→ **Instructions**
A – Answer these from the oprofile thread:
(i) Who is the CPU hotplug maintainer, according to the thread?
(ii) Which file does the patch modify?
(iii) How many insertions and deletions does the patch make?
B – In one to three sentences, explain why the oprofile thread calls the CPU hotplug maintainer "everyone."
C – Pick up the oprofile thread after its last line and carry it forward.

→ **Supplied text**
#####
The CPU hotplug maintainer is basically "everyone", because many
subsystems need to interact correctly with hotplugging, and many
subsystems can break it.

This one looks like a clocksource/apic/resume problem? Probably the
next port of call would be Thomas, with Robert looking on.

2008-08-19 01:13:46

by Andi Kleen

[permalink] [raw]

Subject: Re: oprofile + hibernation = badness

From 3967a8b03a30f26a6a5f41b4cc6a6772b5d0ce4f Mon Sep 17 00:00:00 2001
From: Andi Kleen <[email protected]>
Date: Tue, 19 Aug 2008 03:10:03 +0200
Subject: [PATCH] oprofile: fix cpu hotcplug

Signed-off-by: Andi Kleen <[email protected]>
---
arch/x86/oprofile/nmi_int.c | 40 +++++++++++++++++++++++++++++++++++++---
1 files changed, 37 insertions(+), 3 deletions(-)
#####
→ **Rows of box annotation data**

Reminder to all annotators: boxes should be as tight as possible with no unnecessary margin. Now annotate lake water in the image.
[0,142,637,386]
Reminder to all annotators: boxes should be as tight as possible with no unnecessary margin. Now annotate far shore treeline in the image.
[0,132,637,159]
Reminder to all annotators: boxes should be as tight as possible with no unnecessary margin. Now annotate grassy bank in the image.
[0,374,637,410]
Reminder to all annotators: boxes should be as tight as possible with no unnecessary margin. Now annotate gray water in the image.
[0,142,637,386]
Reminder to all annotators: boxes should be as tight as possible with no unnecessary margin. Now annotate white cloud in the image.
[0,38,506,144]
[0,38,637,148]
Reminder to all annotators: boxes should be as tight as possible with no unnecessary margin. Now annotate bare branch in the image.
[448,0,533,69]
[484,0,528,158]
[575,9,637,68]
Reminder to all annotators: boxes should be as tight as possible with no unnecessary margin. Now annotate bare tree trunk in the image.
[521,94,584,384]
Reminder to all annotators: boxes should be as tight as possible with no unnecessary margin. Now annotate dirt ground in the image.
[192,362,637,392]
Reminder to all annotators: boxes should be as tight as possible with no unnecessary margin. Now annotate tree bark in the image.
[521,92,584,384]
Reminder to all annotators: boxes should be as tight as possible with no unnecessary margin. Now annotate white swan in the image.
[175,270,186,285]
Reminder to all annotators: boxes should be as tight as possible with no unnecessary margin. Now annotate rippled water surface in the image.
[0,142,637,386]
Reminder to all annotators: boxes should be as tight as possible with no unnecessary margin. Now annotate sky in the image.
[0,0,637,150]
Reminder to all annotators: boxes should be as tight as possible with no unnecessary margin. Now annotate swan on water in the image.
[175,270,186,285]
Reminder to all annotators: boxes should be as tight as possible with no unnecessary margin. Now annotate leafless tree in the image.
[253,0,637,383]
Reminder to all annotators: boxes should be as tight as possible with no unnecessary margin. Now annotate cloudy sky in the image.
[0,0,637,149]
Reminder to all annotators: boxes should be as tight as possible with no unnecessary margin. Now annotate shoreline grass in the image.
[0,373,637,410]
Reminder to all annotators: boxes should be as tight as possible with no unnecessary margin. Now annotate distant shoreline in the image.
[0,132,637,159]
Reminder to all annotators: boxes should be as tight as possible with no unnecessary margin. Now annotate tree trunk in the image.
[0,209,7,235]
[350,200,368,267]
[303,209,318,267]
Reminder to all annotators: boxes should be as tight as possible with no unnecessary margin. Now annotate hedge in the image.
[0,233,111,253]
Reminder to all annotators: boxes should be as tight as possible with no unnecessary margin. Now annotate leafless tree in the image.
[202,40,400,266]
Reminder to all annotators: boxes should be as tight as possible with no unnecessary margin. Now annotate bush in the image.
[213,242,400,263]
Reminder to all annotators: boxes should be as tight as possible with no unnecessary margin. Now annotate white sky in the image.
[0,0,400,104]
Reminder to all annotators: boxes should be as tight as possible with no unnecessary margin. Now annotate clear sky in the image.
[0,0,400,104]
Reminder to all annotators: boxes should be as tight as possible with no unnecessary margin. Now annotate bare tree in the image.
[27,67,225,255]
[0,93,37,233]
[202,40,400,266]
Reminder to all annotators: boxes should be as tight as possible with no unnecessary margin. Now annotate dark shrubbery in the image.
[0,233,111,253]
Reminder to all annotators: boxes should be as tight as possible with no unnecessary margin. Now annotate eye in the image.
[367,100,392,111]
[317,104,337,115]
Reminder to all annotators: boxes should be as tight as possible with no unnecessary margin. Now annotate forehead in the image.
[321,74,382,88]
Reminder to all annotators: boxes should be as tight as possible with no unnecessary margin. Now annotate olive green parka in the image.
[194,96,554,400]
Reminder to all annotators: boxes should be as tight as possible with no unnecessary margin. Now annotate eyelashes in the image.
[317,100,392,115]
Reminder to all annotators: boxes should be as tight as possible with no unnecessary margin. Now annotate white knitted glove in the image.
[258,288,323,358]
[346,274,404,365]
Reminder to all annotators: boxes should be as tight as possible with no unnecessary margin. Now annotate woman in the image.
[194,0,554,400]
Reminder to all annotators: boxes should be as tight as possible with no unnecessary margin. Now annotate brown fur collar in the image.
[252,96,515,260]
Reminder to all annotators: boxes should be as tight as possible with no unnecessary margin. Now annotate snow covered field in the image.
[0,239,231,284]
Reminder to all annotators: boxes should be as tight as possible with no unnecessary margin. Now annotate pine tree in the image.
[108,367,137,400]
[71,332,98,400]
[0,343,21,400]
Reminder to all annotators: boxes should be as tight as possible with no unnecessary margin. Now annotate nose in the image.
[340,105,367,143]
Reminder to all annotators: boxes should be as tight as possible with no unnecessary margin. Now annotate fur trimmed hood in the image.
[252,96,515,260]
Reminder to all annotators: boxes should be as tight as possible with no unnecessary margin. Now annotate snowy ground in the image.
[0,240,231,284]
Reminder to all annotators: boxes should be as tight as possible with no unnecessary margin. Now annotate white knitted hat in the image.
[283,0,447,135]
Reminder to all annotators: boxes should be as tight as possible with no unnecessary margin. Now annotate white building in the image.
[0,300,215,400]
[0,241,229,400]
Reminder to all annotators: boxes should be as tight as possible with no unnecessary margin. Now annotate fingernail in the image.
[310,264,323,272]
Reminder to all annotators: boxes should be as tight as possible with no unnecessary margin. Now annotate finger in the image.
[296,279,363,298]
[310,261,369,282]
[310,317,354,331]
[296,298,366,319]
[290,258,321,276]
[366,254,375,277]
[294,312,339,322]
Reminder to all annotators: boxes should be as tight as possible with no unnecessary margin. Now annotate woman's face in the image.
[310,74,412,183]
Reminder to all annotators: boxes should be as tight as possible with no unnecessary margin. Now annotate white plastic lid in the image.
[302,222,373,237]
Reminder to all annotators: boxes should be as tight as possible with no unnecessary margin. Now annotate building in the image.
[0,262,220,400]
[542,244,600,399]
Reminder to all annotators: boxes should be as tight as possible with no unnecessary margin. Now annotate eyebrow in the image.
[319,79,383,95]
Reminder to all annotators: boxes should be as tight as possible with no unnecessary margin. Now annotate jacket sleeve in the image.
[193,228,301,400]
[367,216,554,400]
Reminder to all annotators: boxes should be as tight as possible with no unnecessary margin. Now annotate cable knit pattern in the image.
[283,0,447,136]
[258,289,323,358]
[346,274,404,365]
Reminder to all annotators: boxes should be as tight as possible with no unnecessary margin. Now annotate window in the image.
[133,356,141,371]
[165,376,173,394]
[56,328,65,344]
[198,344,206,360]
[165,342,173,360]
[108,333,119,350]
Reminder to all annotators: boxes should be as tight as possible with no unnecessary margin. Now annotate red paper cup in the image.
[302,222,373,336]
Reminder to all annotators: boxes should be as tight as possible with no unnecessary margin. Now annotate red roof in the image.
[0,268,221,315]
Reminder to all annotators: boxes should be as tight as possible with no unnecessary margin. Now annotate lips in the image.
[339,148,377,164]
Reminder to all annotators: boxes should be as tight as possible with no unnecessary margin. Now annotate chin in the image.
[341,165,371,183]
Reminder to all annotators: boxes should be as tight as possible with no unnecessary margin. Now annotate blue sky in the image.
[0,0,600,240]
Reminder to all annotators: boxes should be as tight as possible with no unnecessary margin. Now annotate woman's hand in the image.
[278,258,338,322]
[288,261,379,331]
#####
→ **Answers by task**
A –
(i) Basically "everyone."
(ii) arch/x86/oprofile/nmi_int.c
(iii) 37 insertions and 3 deletions.

B – Many subsystems need to interact correctly with hotplugging, and many subsystems can break it. Responsibility for CPU hotplug is therefore spread across everyone who works on those subsystems.

C –
diff --git a/arch/x86/oprofile/nmi_int.c b/arch/x86/oprofile/nmi_int.c
index 529d625..6438c32 100644
--- a/arch/x86/oprofile/nmi_int.c
+++ b/arch/x86/oprofile/nmi_int.c
@@ -15,6 +15,7 @@
#include <linux/slab.h>
#include <linux/moduleparam.h>
#include <linux/kdebug.h>
+#include <linux/cpu.h>
#include <asm/nmi.h>
#include <asm/msr.h>
#include <asm/apic.h>
@@ -28,23 +29,48 @@ static DEFINE_PER_CPU(unsigned long, saved_lvtpc);

static int nmi_start(void);
static void nmi_stop(void);
+static void nmi_cpu_start(void *dummy);
+static void nmi_cpu_stop(void *dummy);

/* 0 == registered but off, 1 == registered and on */
static int nmi_enabled = 0;

+#ifdef CONFIG_SMP
+static int oprofile_cpu_notifier(struct notifier_block *b, unsigned long action,
+ void *data)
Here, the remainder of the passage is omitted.